### Dataset extract
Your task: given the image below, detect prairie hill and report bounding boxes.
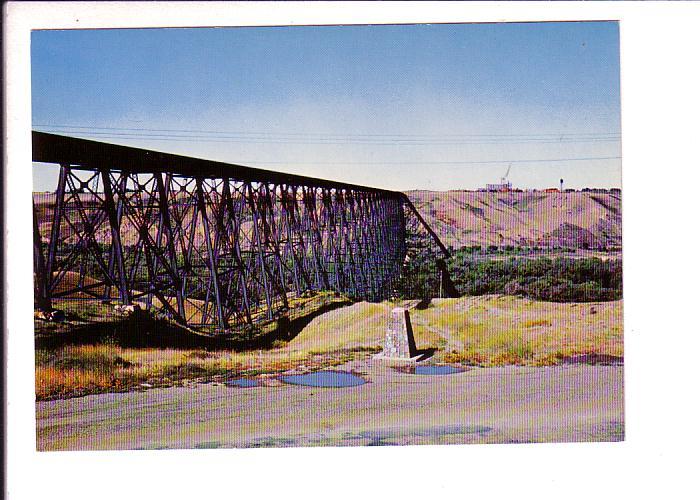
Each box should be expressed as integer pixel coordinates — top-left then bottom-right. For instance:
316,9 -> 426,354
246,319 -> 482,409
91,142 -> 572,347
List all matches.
406,191 -> 622,249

### Problem requirements
Write out all the records again with "prairie hill" changed to "grassy ridge" and nothing else altered. Leave the pictures out.

### Response to the exercise
Your task: given the image below, detect grassy ridge and report bounding boxes.
Each box should be expressed as integer pixel coordinates — top-left then bottom-right. For instance:
316,9 -> 426,354
246,319 -> 482,409
91,142 -> 572,347
List all matches.
406,191 -> 622,249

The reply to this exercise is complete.